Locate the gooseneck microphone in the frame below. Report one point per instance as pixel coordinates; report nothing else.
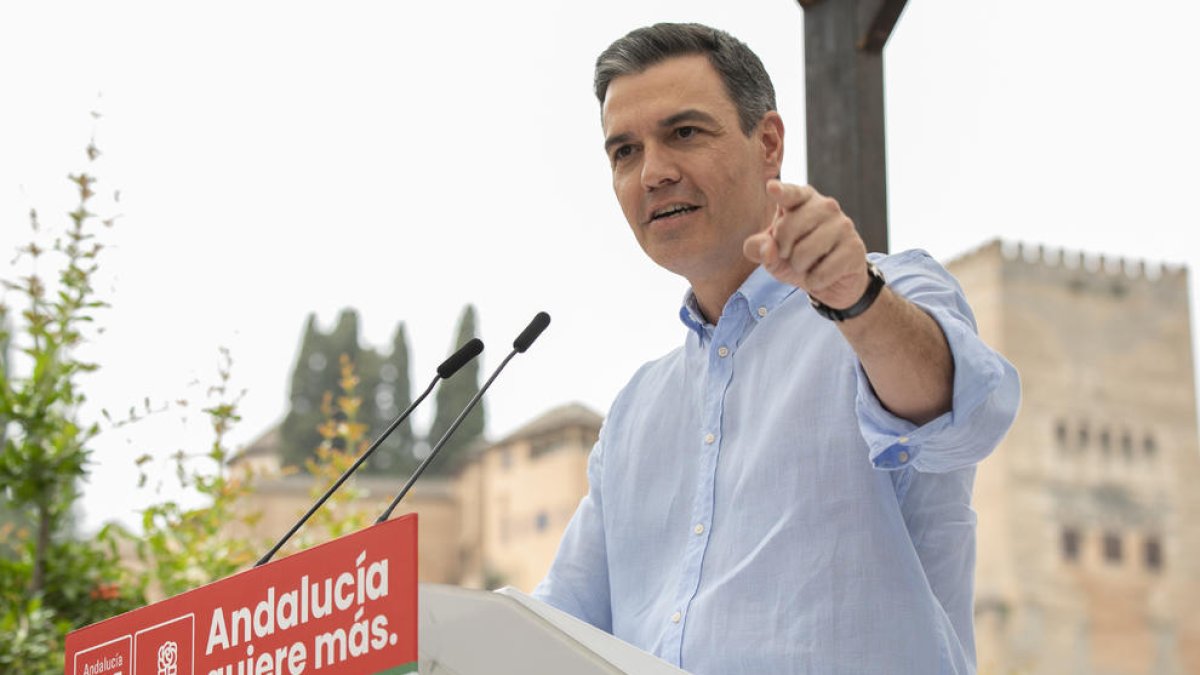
(520, 345)
(448, 368)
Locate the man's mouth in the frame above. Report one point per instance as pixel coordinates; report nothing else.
(671, 211)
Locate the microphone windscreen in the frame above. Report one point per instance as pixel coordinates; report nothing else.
(460, 358)
(532, 332)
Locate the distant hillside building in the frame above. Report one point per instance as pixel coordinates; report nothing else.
(496, 523)
(1087, 539)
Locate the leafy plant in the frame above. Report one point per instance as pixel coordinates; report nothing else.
(49, 579)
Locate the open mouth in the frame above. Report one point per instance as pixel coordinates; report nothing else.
(672, 211)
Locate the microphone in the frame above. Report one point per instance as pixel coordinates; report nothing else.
(448, 368)
(520, 345)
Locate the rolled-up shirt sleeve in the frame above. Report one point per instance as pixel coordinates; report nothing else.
(577, 581)
(987, 387)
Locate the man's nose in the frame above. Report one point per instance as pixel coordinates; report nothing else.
(659, 167)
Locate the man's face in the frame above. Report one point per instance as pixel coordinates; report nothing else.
(690, 184)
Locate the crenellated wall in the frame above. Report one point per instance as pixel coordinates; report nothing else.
(1086, 536)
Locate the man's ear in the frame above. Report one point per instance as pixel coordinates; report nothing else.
(771, 137)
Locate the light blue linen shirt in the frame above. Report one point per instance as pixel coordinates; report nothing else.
(754, 508)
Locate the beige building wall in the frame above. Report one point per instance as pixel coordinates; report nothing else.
(520, 494)
(1086, 555)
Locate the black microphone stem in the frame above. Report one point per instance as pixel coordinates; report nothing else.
(445, 437)
(363, 458)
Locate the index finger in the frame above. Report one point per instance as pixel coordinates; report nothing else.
(787, 195)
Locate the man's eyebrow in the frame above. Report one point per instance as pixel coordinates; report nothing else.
(619, 139)
(690, 114)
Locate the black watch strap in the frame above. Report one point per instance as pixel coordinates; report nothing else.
(862, 305)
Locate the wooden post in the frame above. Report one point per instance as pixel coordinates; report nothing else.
(844, 93)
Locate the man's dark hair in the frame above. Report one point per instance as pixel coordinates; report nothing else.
(745, 79)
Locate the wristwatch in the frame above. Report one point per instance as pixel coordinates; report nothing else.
(862, 305)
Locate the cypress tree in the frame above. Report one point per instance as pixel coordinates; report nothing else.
(451, 398)
(389, 398)
(298, 434)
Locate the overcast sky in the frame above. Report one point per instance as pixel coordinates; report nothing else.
(277, 159)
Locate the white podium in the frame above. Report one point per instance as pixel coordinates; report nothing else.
(465, 632)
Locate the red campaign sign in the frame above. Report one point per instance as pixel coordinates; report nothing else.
(346, 607)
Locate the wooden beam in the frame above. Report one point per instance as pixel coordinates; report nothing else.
(880, 30)
(844, 94)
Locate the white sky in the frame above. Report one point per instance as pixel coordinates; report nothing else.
(408, 157)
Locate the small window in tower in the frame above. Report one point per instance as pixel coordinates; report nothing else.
(1153, 554)
(1071, 541)
(1113, 548)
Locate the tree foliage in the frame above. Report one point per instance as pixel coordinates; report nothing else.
(384, 389)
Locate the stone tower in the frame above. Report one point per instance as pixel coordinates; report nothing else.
(1089, 549)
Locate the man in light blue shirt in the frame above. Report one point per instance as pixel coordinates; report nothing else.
(790, 490)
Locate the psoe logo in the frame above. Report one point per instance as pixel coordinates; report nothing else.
(168, 658)
(166, 649)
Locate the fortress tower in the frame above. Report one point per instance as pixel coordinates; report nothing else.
(1089, 549)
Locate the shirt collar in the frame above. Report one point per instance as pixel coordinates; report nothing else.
(761, 291)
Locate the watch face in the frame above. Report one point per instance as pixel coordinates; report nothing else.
(862, 305)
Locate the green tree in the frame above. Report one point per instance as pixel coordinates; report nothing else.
(51, 580)
(453, 395)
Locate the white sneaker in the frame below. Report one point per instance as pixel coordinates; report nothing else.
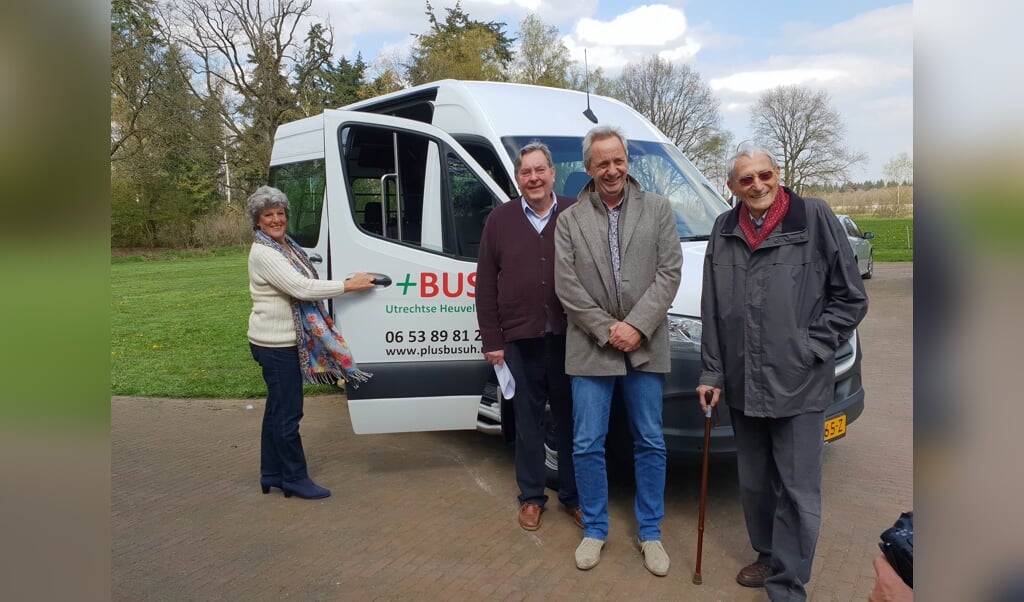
(654, 557)
(589, 553)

WHAT TO PRODUCE:
Copy out all of the material exactly as written, without its pictures.

ANSWER TO THE EXERCISE:
Locate the gooseneck microphone in the frame below. Report one point per instance as pixel coordinates; report nothing else.
(520, 345)
(448, 368)
Locate the man's mouth in the frame above. Report one point per instance as pixel coordinates; report nothing else.
(671, 211)
Locate the microphone windscreen in the frame above. Report one point per instance as pixel coordinates; report nothing else.
(460, 358)
(532, 332)
Locate the distant hillside building in the frame above. Report one point per instance as pixel coordinates; report nothing else.
(496, 523)
(1087, 539)
Locate the leafy plant in the frame above. Report one point per instance as pixel coordinates; report nothing else.
(49, 579)
Locate the open mouth in the frame above. Report one point per instance as pixel coordinates; report nothing else.
(672, 211)
Locate the microphone in the frame above. Report one point per instance as pixel coordinates; report nothing else.
(448, 368)
(520, 345)
Locate the rolled-up shirt sleeve in the frame above. Report one point per instance as pixel coordinates; report nothing else.
(577, 581)
(987, 387)
Locate the man's nose in the frame above. Report one point per instance as pixel coordinates; report nothing else.
(659, 167)
Locate the man's face in the frame above. Report one point per instance as pixel coordinates; report nothing else.
(690, 184)
Locate the crenellated wall in the frame above. Report one point per instance as pixel coordinates; report nothing else.
(1086, 536)
Locate the man's ear in the frame above. Report one point per instance as pixel coordinates; report nothing else.
(771, 137)
Locate the light blue linen shirt in the frame above. Report one point per instance as pixel coordinates; report nothing else.
(754, 508)
Locate the beige building wall in the frame above. Report one point per instance as pixel coordinates; report nothing else.
(520, 494)
(1086, 555)
Locate the black microphone stem in the frame above. Report one point per instance as pixel coordinates; report nothing else.
(445, 437)
(363, 458)
Locate the index finger in the frame above. Report one point per instance as pixel coordinates; report nothing else.
(787, 195)
Locate the man's eyebrow in the frame above. Report one point per instance as pixel coordinates; report nothing else.
(619, 139)
(690, 114)
Locate the black watch strap in the frame above. Report one point per instance as pixel coordinates; report nothing else.
(862, 305)
Locate the wooden post in the frame above. Report one point per instance as pixel coordinates; report nothing else.
(844, 93)
Locate the man's dark hair in the frame above. Report one point per instance as pixel coordinates; report nothing else.
(745, 79)
Locate the wristwatch in the frame above. Report one point per instance as pixel coordinates; report nothing else.
(862, 305)
Locate the cypress tree in the frame above. Report one point per instance as pixel coordinates; report nothing else.
(451, 398)
(389, 398)
(298, 434)
Locate the overcast sky in the frame above. Report one point per instance as pixel coordinates; report nothing else.
(277, 159)
Locate the white podium in the frame above. Report one point per instance as pixel coordinates; report nothing else.
(465, 632)
Locate the red campaign sign in the frame above. Report one point per instance as pixel coordinates; report nothing else.
(346, 607)
Locate the wooden beam in the frame above. Report one point per instance as pixel coordinates; report nothing else.
(880, 30)
(844, 94)
Locate the white sky in the frame above. Report one point per instance as pixel coordinates; report nothing else.
(408, 157)
Locate the small window in tower in the frame above. Report one point per instance as pixel coordinates; report nothing else.
(1153, 554)
(1071, 541)
(1113, 548)
Locate the tree foliage in the frame above. Report one point per instance as pixel coordinates; report nothing else.
(384, 389)
Locate the stone tower in the frame above. Report one point per instance as pixel coordinates; report nothing else.
(1089, 549)
Locate the man in light blue shirt in the frame above. Report one point per instance as pixel coordinates; report nothing else.
(790, 490)
Locate the psoe logo in the frame above. Report one point per instance as pixel coordinates; report nothing else.
(168, 658)
(166, 649)
Locate the fortress tower in the frame above. Report one point per instance as pixel coordinates; report nothing else.
(1089, 549)
Locate the shirt collar in the frame above. Report one point per instance as pixel coordinates; report nothing else.
(761, 291)
Locate the watch face in the frame above. Report one point per instance as pixel coordinates; report nothing else.
(862, 305)
Locate the green tree in the frame above. Report one point per instance as pixel coordinates; report nothing else.
(51, 580)
(453, 395)
Locate the white sneaker in the frame below. Report one point per instance as pixel coordinates; report nothing else.
(654, 557)
(589, 553)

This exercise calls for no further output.